Work instruction ::
Your response should consist of the lines below, printed exactly.

Data extracted from a collection ::
^^^^
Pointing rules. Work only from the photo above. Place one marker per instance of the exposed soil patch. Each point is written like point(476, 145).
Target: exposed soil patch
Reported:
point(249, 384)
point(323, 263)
^^^^
Written response ::
Pointing rules. Work only from the photo above. Place one marker per instance of the exposed soil patch. Each point is written like point(476, 145).
Target: exposed soil patch
Reported:
point(249, 384)
point(323, 263)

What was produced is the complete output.